(Dataset rows)
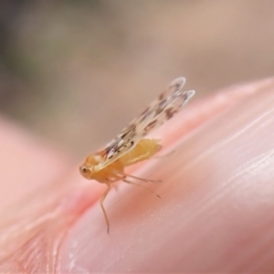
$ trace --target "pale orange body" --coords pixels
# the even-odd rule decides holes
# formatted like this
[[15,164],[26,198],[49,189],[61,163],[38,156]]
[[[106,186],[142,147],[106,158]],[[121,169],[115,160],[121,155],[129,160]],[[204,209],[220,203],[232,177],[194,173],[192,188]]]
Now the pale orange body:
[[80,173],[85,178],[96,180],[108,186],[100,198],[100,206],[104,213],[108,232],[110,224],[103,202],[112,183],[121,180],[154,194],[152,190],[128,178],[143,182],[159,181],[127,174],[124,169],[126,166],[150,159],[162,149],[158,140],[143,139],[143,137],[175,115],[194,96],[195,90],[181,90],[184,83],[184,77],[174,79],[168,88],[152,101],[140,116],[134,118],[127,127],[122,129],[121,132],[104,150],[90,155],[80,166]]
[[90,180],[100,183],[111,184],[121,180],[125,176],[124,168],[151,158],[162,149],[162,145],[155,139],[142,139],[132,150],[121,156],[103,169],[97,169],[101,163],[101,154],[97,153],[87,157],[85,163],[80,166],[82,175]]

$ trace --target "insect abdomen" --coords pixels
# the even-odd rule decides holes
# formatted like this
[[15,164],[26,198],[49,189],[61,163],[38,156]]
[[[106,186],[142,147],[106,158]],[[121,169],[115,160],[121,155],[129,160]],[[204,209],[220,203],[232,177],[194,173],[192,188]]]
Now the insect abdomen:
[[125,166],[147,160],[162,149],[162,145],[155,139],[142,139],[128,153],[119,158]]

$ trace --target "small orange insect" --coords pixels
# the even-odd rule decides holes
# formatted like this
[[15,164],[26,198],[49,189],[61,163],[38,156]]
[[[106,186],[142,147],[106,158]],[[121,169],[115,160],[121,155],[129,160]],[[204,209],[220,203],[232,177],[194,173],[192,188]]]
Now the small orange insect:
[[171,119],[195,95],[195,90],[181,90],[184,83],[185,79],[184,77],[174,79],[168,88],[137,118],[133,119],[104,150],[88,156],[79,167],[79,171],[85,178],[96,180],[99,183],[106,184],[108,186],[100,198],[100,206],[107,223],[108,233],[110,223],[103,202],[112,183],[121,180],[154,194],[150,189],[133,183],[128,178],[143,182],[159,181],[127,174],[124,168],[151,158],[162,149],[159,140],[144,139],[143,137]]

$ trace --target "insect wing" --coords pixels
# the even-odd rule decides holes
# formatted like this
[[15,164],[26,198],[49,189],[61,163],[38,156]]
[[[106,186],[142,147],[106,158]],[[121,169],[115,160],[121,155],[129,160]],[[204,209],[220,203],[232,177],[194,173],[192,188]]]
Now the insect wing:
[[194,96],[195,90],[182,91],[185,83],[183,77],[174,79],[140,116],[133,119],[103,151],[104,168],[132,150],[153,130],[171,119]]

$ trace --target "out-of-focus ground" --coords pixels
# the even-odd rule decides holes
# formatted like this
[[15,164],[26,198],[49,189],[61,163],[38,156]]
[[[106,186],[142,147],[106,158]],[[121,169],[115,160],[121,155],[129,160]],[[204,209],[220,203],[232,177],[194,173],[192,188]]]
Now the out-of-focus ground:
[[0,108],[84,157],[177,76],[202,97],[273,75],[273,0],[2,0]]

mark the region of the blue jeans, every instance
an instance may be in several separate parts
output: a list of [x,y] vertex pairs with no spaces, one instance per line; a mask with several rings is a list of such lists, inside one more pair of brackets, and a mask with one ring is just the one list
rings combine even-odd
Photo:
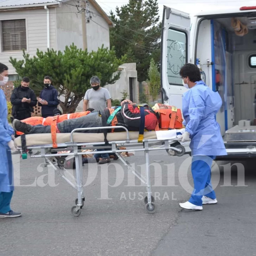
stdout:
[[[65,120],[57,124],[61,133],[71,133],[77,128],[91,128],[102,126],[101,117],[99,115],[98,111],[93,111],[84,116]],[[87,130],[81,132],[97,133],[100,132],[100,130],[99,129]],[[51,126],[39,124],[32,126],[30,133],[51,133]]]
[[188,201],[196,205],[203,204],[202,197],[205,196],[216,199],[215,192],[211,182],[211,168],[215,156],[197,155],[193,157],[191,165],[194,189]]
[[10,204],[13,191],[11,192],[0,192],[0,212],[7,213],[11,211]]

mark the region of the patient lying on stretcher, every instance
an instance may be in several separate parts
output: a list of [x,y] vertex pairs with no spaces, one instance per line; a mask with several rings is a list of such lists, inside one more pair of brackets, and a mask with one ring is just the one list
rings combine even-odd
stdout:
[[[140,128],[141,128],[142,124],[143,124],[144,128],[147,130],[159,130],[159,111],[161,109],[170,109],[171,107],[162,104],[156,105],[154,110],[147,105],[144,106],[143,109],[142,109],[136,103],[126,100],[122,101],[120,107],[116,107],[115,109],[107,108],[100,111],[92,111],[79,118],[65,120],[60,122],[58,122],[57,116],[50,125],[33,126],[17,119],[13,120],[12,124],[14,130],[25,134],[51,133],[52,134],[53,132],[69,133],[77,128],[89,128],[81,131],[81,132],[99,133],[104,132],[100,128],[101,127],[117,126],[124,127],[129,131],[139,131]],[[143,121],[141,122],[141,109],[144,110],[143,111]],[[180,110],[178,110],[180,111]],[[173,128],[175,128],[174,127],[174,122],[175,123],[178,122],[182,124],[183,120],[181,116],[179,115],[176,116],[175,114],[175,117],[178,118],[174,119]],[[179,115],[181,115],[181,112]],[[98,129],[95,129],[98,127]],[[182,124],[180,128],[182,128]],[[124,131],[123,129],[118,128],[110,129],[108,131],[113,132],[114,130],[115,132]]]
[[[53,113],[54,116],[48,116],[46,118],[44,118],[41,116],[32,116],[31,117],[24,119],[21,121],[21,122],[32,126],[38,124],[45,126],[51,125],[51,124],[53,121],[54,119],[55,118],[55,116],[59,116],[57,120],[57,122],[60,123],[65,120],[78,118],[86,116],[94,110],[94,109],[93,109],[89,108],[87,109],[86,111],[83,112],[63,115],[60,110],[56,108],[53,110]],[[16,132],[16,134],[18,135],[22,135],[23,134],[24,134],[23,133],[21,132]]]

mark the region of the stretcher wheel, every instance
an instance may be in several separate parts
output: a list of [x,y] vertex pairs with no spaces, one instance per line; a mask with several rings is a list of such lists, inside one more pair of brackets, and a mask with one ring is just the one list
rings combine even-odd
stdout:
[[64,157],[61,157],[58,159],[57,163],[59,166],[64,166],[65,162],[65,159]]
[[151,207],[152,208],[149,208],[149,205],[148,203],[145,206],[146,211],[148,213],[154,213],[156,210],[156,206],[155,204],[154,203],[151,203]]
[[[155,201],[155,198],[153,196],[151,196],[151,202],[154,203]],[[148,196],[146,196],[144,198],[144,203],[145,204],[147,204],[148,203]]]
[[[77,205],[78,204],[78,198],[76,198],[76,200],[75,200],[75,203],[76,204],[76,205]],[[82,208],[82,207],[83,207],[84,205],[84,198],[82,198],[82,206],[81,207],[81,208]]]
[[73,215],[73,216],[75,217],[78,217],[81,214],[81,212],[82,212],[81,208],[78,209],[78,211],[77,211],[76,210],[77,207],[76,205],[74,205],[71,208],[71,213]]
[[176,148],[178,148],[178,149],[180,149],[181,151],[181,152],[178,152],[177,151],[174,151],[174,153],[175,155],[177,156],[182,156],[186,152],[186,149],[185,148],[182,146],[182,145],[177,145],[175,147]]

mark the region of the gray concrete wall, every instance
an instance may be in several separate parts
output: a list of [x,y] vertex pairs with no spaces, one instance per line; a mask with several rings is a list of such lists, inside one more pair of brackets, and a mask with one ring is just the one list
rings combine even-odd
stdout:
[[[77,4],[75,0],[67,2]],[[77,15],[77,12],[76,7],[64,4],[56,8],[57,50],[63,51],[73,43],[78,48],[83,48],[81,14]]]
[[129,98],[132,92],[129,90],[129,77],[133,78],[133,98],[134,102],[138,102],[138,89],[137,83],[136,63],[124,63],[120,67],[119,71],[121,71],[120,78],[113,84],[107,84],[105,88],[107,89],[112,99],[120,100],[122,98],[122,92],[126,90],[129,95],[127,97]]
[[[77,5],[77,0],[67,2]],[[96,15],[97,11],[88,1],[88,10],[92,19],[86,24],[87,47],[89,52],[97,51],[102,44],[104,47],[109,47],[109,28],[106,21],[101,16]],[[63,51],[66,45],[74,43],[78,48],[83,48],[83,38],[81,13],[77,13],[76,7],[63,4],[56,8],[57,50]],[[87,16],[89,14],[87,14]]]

- Task instructions
Return each line of the entries above that contains the string "wing".

- Task solution
$ trace --target "insect wing" --coords pixels
Now the insect wing:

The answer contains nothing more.